Count how many lines in the entries below contain the string "each" with matching case, and reply with that number alone.

* begin Material *

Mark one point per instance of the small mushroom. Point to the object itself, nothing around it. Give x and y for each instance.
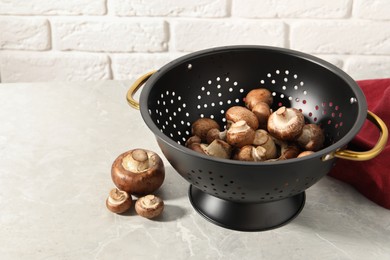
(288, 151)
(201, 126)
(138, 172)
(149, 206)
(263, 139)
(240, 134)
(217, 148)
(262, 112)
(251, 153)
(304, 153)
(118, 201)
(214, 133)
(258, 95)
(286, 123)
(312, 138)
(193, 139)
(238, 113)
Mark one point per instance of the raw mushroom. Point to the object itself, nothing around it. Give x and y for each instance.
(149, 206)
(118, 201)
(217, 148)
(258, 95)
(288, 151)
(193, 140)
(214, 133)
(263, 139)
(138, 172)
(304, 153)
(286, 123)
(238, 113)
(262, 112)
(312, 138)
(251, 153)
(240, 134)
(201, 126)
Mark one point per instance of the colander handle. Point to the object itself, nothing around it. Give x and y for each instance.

* end Material *
* begin Material *

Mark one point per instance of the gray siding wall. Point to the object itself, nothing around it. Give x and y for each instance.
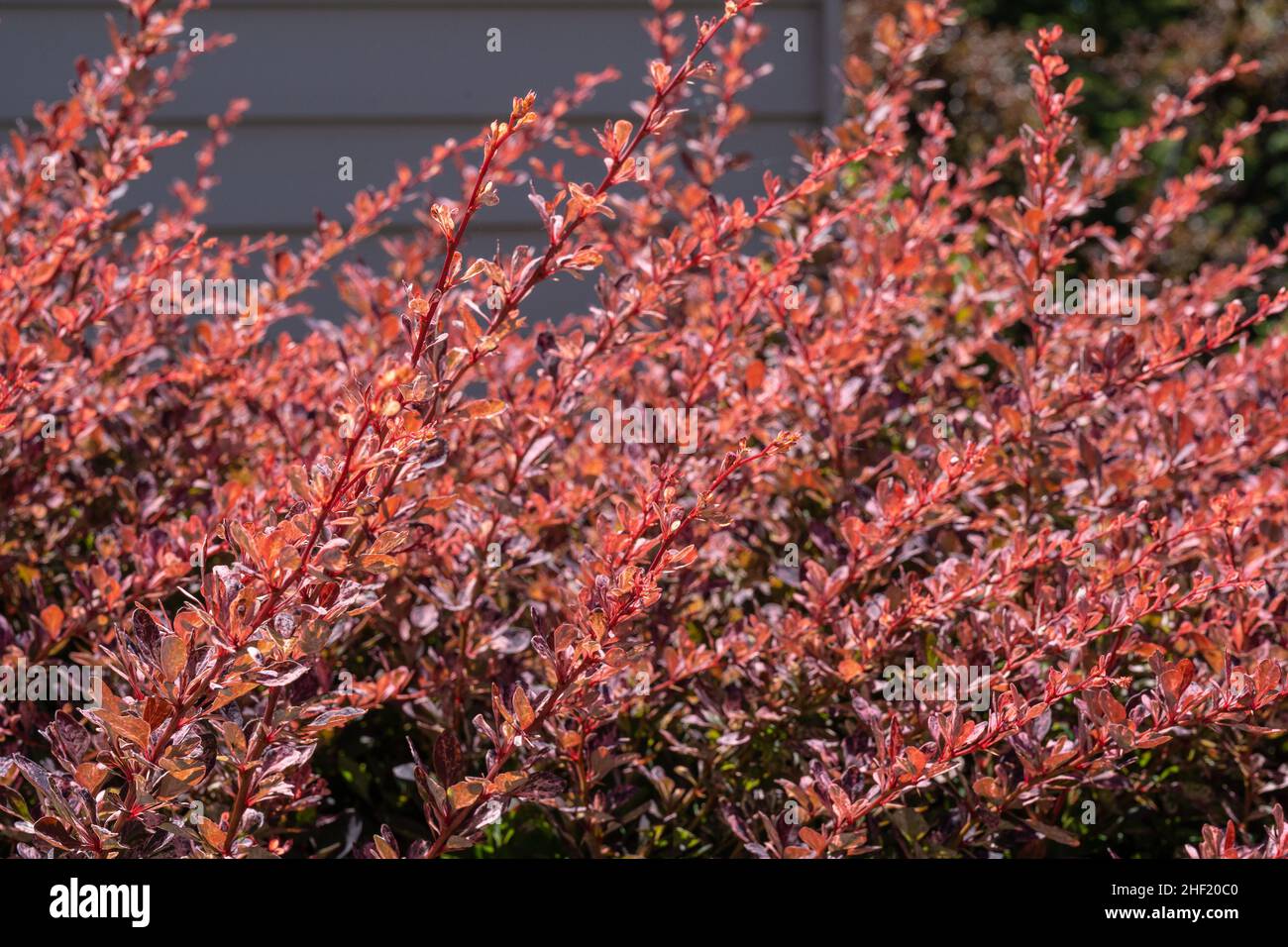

* end Material *

Solution to this task: 4